Short problem »
Each record below is to be copied word for word, with pictures removed.

[Position annotation records]
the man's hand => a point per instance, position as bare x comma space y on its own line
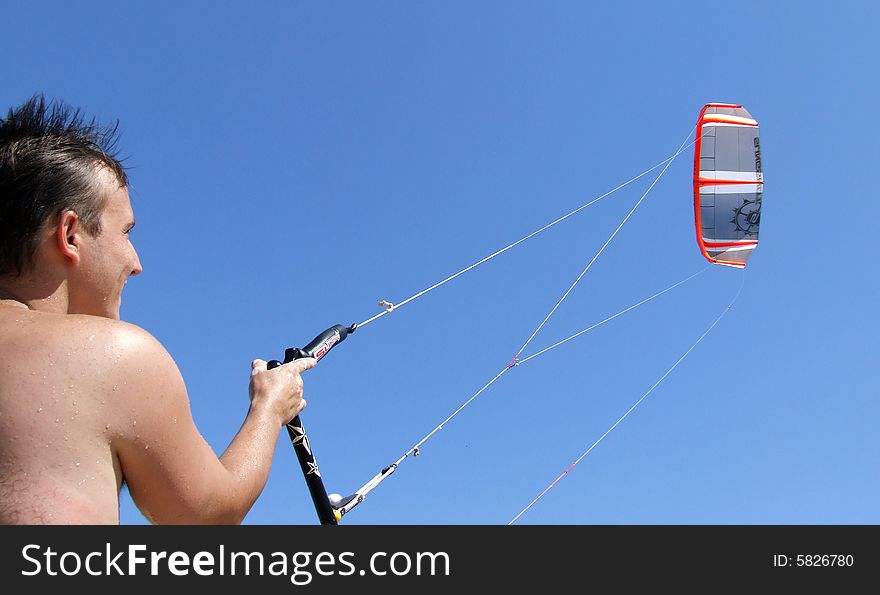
279, 390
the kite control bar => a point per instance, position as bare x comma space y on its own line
318, 348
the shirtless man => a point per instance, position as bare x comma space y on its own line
87, 401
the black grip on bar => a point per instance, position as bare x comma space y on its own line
306, 458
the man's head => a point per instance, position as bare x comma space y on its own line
61, 185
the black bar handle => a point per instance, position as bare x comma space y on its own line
318, 348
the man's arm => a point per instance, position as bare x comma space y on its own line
173, 475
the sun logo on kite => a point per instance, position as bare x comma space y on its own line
747, 217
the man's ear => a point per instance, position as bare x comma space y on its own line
67, 236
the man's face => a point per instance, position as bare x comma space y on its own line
108, 259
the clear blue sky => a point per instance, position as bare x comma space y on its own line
292, 163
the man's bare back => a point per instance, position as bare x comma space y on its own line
59, 418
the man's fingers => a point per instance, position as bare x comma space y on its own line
301, 365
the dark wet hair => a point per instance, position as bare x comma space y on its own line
49, 158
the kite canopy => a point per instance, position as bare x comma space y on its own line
728, 184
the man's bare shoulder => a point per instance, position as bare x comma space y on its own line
88, 343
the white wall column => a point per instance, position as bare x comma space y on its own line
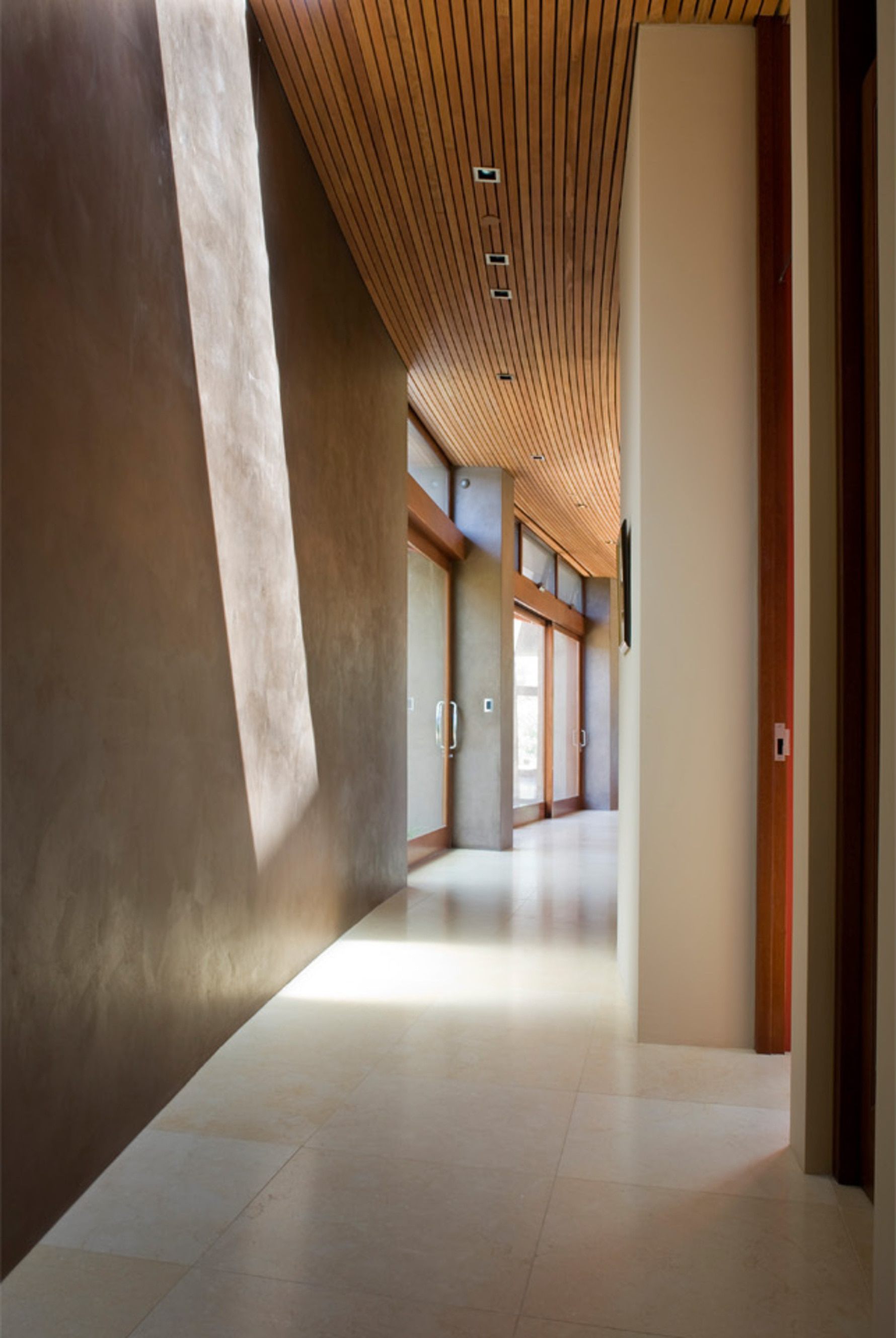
689, 490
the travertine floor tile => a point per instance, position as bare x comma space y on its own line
696, 1265
469, 1125
221, 1305
442, 1235
169, 1195
685, 1146
60, 1293
689, 1074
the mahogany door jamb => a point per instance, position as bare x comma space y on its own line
775, 779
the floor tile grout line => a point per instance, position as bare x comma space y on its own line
541, 1230
355, 1292
866, 1278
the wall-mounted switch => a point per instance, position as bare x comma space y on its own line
781, 743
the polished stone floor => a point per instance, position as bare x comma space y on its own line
440, 1129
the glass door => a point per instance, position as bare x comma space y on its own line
569, 736
431, 721
529, 719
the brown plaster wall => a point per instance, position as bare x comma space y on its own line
138, 932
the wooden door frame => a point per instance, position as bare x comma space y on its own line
558, 807
430, 845
858, 601
775, 772
526, 814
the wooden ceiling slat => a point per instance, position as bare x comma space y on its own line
398, 101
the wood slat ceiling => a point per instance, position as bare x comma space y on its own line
398, 102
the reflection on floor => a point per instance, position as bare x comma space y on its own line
442, 1129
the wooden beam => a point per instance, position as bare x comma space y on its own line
431, 521
547, 605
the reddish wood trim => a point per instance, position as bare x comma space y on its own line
422, 544
427, 517
567, 806
549, 721
449, 807
872, 621
776, 538
426, 847
528, 814
858, 599
547, 605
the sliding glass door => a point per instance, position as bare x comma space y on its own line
529, 718
569, 736
547, 720
430, 710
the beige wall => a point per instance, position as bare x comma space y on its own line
601, 698
630, 374
143, 920
886, 1111
689, 444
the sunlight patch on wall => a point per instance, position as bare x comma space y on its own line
216, 161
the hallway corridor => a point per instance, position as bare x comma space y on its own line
442, 1127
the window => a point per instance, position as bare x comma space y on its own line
569, 585
537, 561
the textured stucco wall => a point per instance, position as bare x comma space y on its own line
601, 714
483, 661
138, 928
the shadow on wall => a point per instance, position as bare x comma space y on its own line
172, 854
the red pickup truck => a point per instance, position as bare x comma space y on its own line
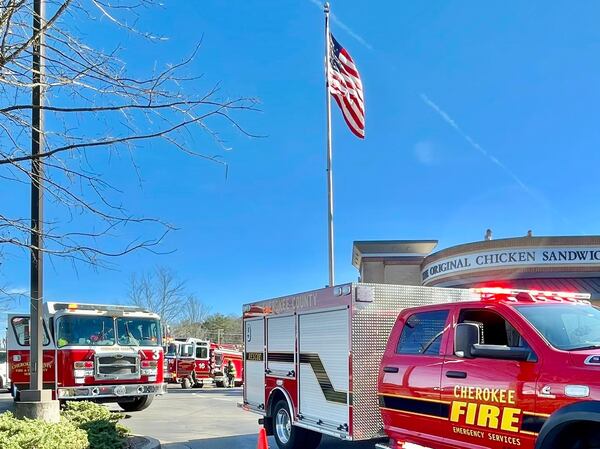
515, 369
410, 366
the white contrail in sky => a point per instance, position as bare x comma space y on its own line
450, 121
343, 26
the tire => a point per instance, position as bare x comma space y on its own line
288, 436
140, 403
578, 437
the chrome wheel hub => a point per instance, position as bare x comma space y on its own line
283, 426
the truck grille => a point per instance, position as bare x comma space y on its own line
117, 366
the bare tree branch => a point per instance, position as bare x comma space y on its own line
100, 113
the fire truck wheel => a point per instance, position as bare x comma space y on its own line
288, 436
138, 404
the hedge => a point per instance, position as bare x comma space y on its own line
83, 425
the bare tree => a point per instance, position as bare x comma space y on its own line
97, 112
192, 319
161, 292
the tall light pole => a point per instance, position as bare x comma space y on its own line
37, 199
36, 402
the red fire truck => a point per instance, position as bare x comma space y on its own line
94, 352
193, 362
426, 367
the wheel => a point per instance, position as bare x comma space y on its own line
139, 403
288, 436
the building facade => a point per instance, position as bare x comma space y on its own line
565, 263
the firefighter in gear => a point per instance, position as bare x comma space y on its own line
230, 373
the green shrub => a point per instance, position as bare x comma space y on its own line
34, 434
102, 426
83, 425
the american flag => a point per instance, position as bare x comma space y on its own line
345, 87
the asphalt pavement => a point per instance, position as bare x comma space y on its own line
206, 418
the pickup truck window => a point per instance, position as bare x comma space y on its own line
495, 330
422, 333
568, 327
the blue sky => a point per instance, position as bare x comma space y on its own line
479, 115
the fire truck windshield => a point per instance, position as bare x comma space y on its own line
138, 332
85, 331
566, 326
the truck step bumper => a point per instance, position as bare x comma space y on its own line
110, 391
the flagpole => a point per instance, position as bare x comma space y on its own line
329, 153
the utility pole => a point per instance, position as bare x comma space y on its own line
36, 402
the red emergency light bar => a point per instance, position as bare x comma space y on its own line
516, 295
97, 307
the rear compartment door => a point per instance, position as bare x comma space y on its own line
409, 392
254, 363
324, 345
281, 345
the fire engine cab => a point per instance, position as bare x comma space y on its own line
94, 352
193, 362
426, 367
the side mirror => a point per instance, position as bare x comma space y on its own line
503, 353
466, 335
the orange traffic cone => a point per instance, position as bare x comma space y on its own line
262, 439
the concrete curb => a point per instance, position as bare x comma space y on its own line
151, 443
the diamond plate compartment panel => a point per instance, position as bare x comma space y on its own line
375, 309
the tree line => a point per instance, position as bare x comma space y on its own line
163, 292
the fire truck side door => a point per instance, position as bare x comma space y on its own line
254, 363
488, 399
185, 363
18, 335
409, 391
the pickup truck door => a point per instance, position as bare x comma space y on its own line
489, 399
409, 392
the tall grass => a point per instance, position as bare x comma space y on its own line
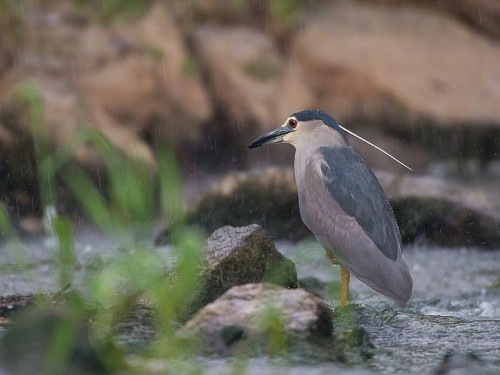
126, 210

Exercise output »
the man's hand => a point per instance, position as bare x comma space y on its own line
279, 390
the kite control bar => a point per instance, position as bare x comma space y on its own line
318, 348
the shirtless man => a point per instance, position as bare x comma space y on its own line
87, 401
the black grip on bar => a point per instance, position as bare x comma space y on its own line
306, 458
the man's head => a point per instance, position as bare x comma space y on its own line
61, 185
the black bar handle => a point per instance, position as bare x comma space y on its own line
318, 348
the man's arm => a point per instance, position as bare x comma space y on its own line
173, 475
the sun logo on kite => a point per instance, position as bare x comma space y on its own line
747, 217
the man's ear => a point per instance, position as bare x comma space y on its own line
67, 236
the man's face => a point per instance, position as bare x comma space y on its own line
108, 259
the clear blue sky => a point per instance, position as bare x comma space y on its own line
292, 163
the man's bare back => a point per instance, position as bare x comma space y on its own line
59, 418
the man's fingers => a point per instance, position as bare x comma space y on its own line
301, 365
the dark wet hair => a point per instance, position as bare x comma space y on its own line
49, 158
the kite canopy => a point per instance, position as bare x comma space y on its own line
728, 184
the man's bare shoulder => a point per instance, position as bare x comma space y on its own line
88, 343
the white wall column => a point per instance, position as bare x comma space y on its own line
689, 490
the travertine floor tile => a point per instance, position as bare x comma space y on its own line
696, 1265
469, 1125
221, 1305
442, 1235
169, 1195
685, 1146
60, 1293
689, 1074
the mahogany door jamb => a point per instance, position as bare x comma space y on its own line
775, 779
the floor tile grout line => a point per instance, position as bare x comma space y on its own line
541, 1230
355, 1292
866, 1278
the wall-mounted switch => a point per instance, position as bare x comma space y on its own line
781, 743
the polished stone floor => a point per instance, position as bare x comma space y on its own line
440, 1129
the glass door => a point per instance, position as bare x comma space y on its own line
569, 736
431, 721
529, 719
the brown plaster wall => a point per instance, position as bare x comma space y on its own line
138, 932
the wooden door frame => a point per instance, position as bare x comma space y on its own line
558, 807
430, 845
858, 601
775, 772
526, 814
the wooden ceiling slat => a point per instance, position as bare x comma space y on its own line
398, 101
the wood slat ceiling => a point per instance, position as bare x comma space y on its own line
398, 102
the reflection on floor => a point per instance, position as bare x comma space y on its own line
442, 1129
the wooden beam => a point per instance, position as bare x comma space y on its own line
431, 521
547, 605
the reddish wood trim => a point per instance, position as bare x comma space y on its own line
422, 544
427, 517
567, 806
549, 721
449, 807
872, 621
776, 538
426, 847
528, 814
858, 599
547, 605
the sliding glass door => a point per instance, position as bare x comma space y on its own line
529, 718
569, 736
547, 720
430, 710
the beige wall => a point per instance, position as bare x comma space y on its own line
601, 698
630, 374
143, 920
886, 1111
689, 444
the sunlight patch on wall => a point per instance, position as bare x comma space y on its own line
216, 161
the hallway corridor => a point per instance, position as bare x comma space y on its own line
442, 1127
the window => a point per instance, position as bare x comma space y on its own line
569, 585
537, 561
the textured stucco wall => a point per instance, position as bare x comma space y on its own line
601, 714
483, 661
138, 928
the shadow on wall => a point per instance, position as bare x comma space y on its own line
172, 854
the red pickup truck => a point per instance, position as bare x comma space y on its own line
515, 369
410, 366
the white contrail in sky => a point per instance, position as bare x comma space y on its own line
450, 121
343, 26
the tire => a point per instance, position as bare x comma space y on its own line
288, 436
140, 403
578, 437
the chrome wheel hub => a point per instance, position as bare x comma space y on its own line
283, 426
the truck grille => a point per instance, position as bare x comma space y on its own line
117, 366
the bare tree branch => a point per instance, position as bare x comma space y on its own line
100, 113
the fire truck wheel => a point per instance, position as bare x comma space y on its own line
288, 436
138, 404
the hedge => a point per instance, position as bare x comma space y on its own line
83, 425
the bare tree => a point per instance, position as bare x comma space y on its own line
97, 112
192, 319
161, 292
the tall light pole => a point per instance, position as bare x comma space y on its own line
37, 199
36, 402
the red fire truck => a point per instance, position as bare x comma space y on its own line
94, 352
193, 362
426, 367
the wheel => a point per instance, position as bare x comma space y on its own line
139, 403
288, 436
the building facade => a point per instance, position as bare x comma space y on its own line
565, 263
the firefighter in gear => a point per instance, position as bare x comma space y on its own line
230, 373
the green shrub => a point per instance, position as bare x comma space y on its own line
34, 434
102, 426
83, 425
the american flag => a point per instance, position as bare x comma space y on its own line
345, 87
the asphalt pavement => a point per instance, position as bare x comma space y on its own line
206, 418
the pickup truck window => a point per instance, position as bare x comma space y on its own line
495, 330
422, 333
568, 327
the blue sky => a point per instance, position as bare x comma space y on its own line
479, 115
the fire truck windshield => a point per instance, position as bare x comma space y on its own line
138, 332
85, 331
566, 326
the truck step bumper => a point per instance, position as bare x comma space y on its own line
110, 391
the flagpole => a point per instance, position as bare x comma space y on its own line
329, 153
the utility pole => a point per instance, position as bare x comma space y on its own line
36, 402
the red emergency light bar => a point per instance, position as bare x comma space y on its own line
516, 295
97, 307
the rear compartment door => a point per instance, position as bare x comma space y on its own line
409, 392
254, 363
324, 345
281, 345
the fire engine cab => a point per instance, position as bare x comma space y on its own line
94, 352
193, 362
426, 367
the side mirror => a point per instance, position as bare x comma space y on its own line
503, 353
466, 335
the orange traffic cone => a point per instance, position as bare x comma space y on its own line
262, 439
the concrete curb => a point per instance, position as bare x comma space y on its own line
151, 443
the diamond plate compartment panel => a point per instance, position as bare x comma space y on its own line
375, 309
the tree line => a point per instance, position as bare x comma space y on its own line
163, 292
the fire truck side door => a point per instance, position as bare x comma space y on its own line
254, 363
488, 399
185, 363
18, 335
409, 391
the pickup truck door => a point per instance, position as bare x comma space y on its own line
489, 399
409, 392
the tall grass => a point per instance, position as bare x comma space y on its own line
126, 210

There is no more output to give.